Annotated photo localization data
******************************

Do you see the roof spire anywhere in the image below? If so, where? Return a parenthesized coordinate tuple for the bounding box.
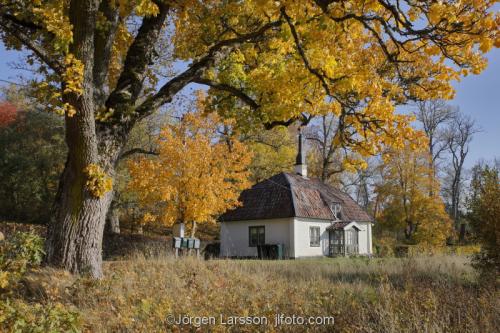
(294, 127, 307, 177)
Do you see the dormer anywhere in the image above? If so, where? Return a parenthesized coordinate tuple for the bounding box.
(330, 203, 342, 221)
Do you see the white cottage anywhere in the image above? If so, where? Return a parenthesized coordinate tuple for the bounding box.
(219, 132, 373, 258)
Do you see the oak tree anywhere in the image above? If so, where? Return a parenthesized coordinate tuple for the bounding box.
(0, 0, 497, 277)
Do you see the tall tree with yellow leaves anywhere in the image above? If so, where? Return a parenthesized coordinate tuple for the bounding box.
(127, 110, 252, 238)
(375, 142, 452, 247)
(0, 0, 497, 277)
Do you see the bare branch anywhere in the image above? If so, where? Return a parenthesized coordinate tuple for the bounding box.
(119, 147, 159, 160)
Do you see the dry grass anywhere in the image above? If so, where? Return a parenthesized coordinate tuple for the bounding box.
(22, 255, 498, 333)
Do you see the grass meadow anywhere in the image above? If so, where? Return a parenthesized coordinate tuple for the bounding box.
(18, 254, 498, 333)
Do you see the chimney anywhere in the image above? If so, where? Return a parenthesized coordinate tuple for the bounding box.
(294, 128, 307, 177)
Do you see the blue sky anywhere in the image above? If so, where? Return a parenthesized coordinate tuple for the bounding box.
(0, 43, 498, 167)
(445, 50, 500, 166)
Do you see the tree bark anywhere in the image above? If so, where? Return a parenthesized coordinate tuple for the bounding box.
(45, 165, 111, 278)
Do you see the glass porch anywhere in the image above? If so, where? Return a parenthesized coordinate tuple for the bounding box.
(328, 228, 359, 256)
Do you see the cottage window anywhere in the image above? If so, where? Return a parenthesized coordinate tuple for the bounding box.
(310, 227, 321, 247)
(249, 226, 265, 247)
(330, 203, 342, 220)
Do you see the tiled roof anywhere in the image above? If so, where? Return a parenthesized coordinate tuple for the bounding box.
(219, 172, 372, 222)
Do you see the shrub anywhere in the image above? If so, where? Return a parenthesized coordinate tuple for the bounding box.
(467, 167, 500, 283)
(0, 109, 66, 224)
(0, 300, 80, 333)
(0, 231, 81, 332)
(374, 236, 396, 257)
(0, 231, 45, 289)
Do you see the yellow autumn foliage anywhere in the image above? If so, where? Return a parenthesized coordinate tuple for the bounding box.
(173, 0, 498, 159)
(84, 164, 113, 198)
(375, 143, 453, 247)
(127, 110, 252, 227)
(1, 0, 498, 137)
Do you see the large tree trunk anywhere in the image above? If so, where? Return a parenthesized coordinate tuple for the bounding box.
(45, 129, 124, 278)
(44, 0, 120, 279)
(45, 159, 113, 278)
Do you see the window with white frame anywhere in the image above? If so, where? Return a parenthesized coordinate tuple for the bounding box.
(310, 227, 320, 247)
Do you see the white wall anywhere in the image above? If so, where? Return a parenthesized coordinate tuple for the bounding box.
(220, 217, 373, 258)
(292, 217, 332, 257)
(220, 218, 293, 257)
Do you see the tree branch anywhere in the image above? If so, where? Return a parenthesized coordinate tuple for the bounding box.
(119, 147, 159, 160)
(193, 78, 259, 109)
(134, 19, 283, 118)
(106, 1, 170, 111)
(0, 18, 64, 76)
(281, 8, 332, 96)
(93, 1, 120, 105)
(0, 13, 42, 31)
(263, 113, 313, 130)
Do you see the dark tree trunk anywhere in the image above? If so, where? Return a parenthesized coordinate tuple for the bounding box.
(450, 171, 461, 232)
(43, 0, 111, 279)
(459, 223, 466, 242)
(405, 220, 415, 241)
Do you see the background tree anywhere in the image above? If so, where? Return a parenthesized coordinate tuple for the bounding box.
(127, 109, 252, 237)
(0, 101, 18, 127)
(415, 100, 457, 167)
(375, 143, 452, 247)
(414, 100, 456, 195)
(0, 0, 497, 277)
(104, 111, 167, 235)
(0, 102, 66, 223)
(305, 115, 378, 208)
(467, 165, 500, 282)
(443, 113, 479, 239)
(306, 114, 346, 183)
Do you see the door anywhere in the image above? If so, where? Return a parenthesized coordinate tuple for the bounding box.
(345, 228, 359, 255)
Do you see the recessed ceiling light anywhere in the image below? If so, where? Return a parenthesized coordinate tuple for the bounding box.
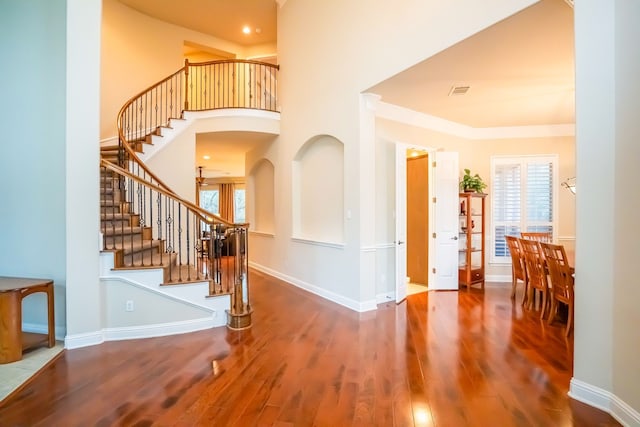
(242, 26, 251, 34)
(203, 155, 210, 160)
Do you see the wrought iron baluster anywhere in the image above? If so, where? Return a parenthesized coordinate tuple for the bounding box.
(177, 203, 183, 282)
(157, 193, 163, 265)
(185, 210, 191, 281)
(149, 185, 154, 266)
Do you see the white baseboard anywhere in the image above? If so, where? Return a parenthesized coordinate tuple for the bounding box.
(569, 378, 640, 427)
(102, 316, 219, 341)
(22, 323, 67, 341)
(65, 330, 105, 349)
(64, 316, 221, 350)
(249, 262, 377, 312)
(485, 274, 511, 283)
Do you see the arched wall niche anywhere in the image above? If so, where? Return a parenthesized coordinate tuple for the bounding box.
(292, 135, 344, 243)
(248, 158, 275, 234)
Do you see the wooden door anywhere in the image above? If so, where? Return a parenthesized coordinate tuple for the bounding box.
(407, 154, 429, 285)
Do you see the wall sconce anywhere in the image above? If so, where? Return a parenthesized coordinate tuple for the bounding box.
(561, 177, 576, 195)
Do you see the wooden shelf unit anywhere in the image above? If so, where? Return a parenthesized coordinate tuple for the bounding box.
(458, 192, 487, 291)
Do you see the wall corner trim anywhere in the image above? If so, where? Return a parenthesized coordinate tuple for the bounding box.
(569, 378, 640, 427)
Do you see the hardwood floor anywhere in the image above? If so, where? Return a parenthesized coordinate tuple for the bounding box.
(0, 271, 620, 426)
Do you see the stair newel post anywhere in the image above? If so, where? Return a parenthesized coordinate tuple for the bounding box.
(184, 59, 190, 111)
(226, 226, 252, 330)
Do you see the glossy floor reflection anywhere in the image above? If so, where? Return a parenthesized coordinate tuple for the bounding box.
(0, 272, 620, 426)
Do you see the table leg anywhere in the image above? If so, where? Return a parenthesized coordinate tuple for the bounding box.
(46, 283, 55, 347)
(0, 291, 22, 364)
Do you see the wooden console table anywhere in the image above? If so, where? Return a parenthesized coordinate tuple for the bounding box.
(0, 277, 55, 364)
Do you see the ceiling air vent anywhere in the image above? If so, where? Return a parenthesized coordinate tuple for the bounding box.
(448, 85, 470, 96)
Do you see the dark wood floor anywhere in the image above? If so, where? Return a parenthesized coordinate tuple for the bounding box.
(0, 271, 620, 426)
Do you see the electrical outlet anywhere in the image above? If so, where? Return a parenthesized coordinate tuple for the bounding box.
(125, 300, 134, 312)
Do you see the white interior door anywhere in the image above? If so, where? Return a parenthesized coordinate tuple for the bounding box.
(395, 143, 408, 303)
(432, 151, 460, 290)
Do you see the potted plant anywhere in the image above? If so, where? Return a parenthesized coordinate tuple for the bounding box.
(460, 168, 487, 193)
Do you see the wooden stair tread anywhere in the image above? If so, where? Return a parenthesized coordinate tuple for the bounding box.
(101, 226, 142, 236)
(109, 240, 162, 255)
(101, 212, 136, 220)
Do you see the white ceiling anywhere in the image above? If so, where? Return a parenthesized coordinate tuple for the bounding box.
(117, 0, 574, 176)
(118, 0, 277, 47)
(196, 131, 277, 177)
(368, 0, 575, 128)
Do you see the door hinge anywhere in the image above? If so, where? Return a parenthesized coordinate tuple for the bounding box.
(432, 161, 436, 167)
(432, 232, 436, 238)
(432, 197, 437, 203)
(432, 268, 436, 274)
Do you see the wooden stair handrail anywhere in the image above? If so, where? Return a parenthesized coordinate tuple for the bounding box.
(100, 159, 245, 228)
(115, 68, 186, 195)
(112, 58, 279, 226)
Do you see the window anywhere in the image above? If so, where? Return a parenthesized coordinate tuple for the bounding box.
(491, 155, 558, 263)
(199, 188, 219, 215)
(200, 183, 244, 223)
(234, 188, 245, 223)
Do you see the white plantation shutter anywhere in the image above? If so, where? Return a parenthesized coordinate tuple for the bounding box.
(493, 163, 521, 259)
(491, 156, 557, 262)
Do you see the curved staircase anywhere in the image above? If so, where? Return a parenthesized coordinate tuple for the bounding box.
(99, 59, 279, 331)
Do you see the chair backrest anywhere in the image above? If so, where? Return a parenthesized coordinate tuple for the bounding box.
(505, 235, 526, 280)
(539, 242, 574, 302)
(519, 238, 547, 291)
(520, 232, 552, 243)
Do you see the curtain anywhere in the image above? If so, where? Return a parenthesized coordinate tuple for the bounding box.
(219, 183, 235, 222)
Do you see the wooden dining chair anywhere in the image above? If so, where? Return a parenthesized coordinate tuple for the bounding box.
(539, 242, 575, 337)
(521, 231, 552, 243)
(519, 238, 548, 319)
(505, 235, 528, 306)
(520, 231, 552, 243)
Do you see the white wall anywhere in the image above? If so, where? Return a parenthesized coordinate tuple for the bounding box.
(0, 0, 69, 336)
(101, 279, 212, 328)
(293, 136, 345, 243)
(0, 0, 102, 341)
(612, 0, 640, 415)
(248, 159, 275, 234)
(65, 0, 102, 338)
(571, 0, 640, 422)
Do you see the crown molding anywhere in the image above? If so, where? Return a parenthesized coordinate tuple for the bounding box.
(375, 100, 574, 140)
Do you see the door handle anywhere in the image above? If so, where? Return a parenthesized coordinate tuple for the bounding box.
(451, 236, 458, 240)
(398, 240, 405, 245)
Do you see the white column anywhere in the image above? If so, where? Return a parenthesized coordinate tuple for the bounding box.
(65, 0, 103, 348)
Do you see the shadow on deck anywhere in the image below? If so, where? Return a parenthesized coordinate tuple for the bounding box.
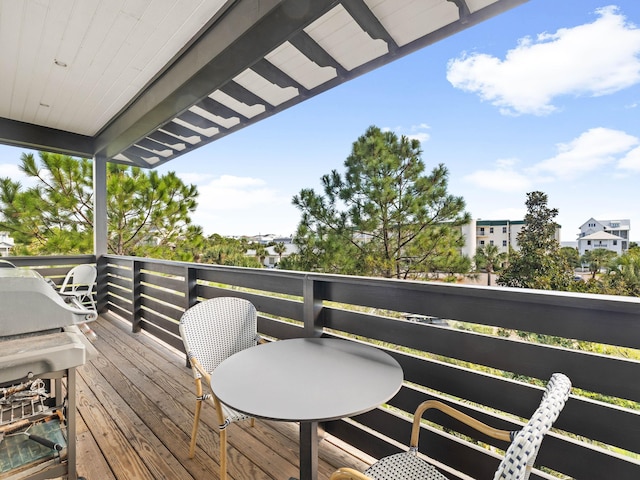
(74, 314, 372, 480)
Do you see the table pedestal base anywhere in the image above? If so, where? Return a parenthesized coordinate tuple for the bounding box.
(297, 421, 318, 480)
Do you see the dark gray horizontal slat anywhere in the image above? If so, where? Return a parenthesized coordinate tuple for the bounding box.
(104, 256, 131, 266)
(146, 130, 187, 148)
(197, 96, 247, 122)
(197, 267, 304, 297)
(105, 302, 133, 322)
(140, 287, 184, 320)
(121, 145, 158, 161)
(138, 319, 184, 352)
(139, 272, 185, 293)
(289, 31, 346, 73)
(137, 260, 187, 278)
(7, 255, 95, 267)
(178, 110, 221, 130)
(139, 308, 180, 336)
(106, 293, 132, 313)
(135, 137, 176, 155)
(196, 283, 303, 321)
(252, 59, 305, 92)
(342, 0, 398, 48)
(160, 121, 201, 139)
(140, 297, 182, 323)
(106, 274, 132, 291)
(257, 316, 303, 340)
(220, 81, 271, 110)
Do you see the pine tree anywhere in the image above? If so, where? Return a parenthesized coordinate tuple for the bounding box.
(497, 191, 573, 289)
(291, 126, 470, 279)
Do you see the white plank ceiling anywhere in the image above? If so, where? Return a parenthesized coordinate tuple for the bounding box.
(0, 0, 529, 168)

******************************

Set down, please, the lines from the line holding "Do you see the table pedestal" through the final line of the data, exactly and with nothing added.

Do you see the table pedestal base anywhere in the image above? If so, where? Return a parenthesized coordinate tuple for the bounding box.
(297, 421, 318, 480)
Do you see the dark gray horizontal slat anywhere in the image above? If so, where? Return a parenthesized coordinate tuple for the bounding box.
(104, 256, 131, 266)
(146, 130, 187, 148)
(197, 96, 247, 122)
(197, 267, 304, 297)
(105, 302, 133, 322)
(140, 287, 184, 320)
(121, 145, 158, 161)
(138, 319, 184, 352)
(139, 272, 185, 293)
(289, 31, 346, 73)
(137, 260, 187, 278)
(7, 255, 95, 267)
(178, 110, 221, 130)
(139, 308, 180, 336)
(106, 293, 132, 313)
(135, 137, 176, 155)
(196, 283, 303, 321)
(252, 59, 305, 92)
(342, 0, 398, 48)
(160, 121, 201, 139)
(140, 297, 182, 323)
(106, 274, 132, 291)
(257, 316, 303, 340)
(220, 81, 271, 110)
Do you see the pine tree anywhere in the image above? If so, where? Return a parenthesized coordinate tuple for the bounding box.
(497, 191, 573, 289)
(291, 126, 470, 279)
Do you see the white plank ceiling anywhere in the image above? If so, where? Return a parenthesized coordinate tuple for the bounding box.
(0, 0, 529, 168)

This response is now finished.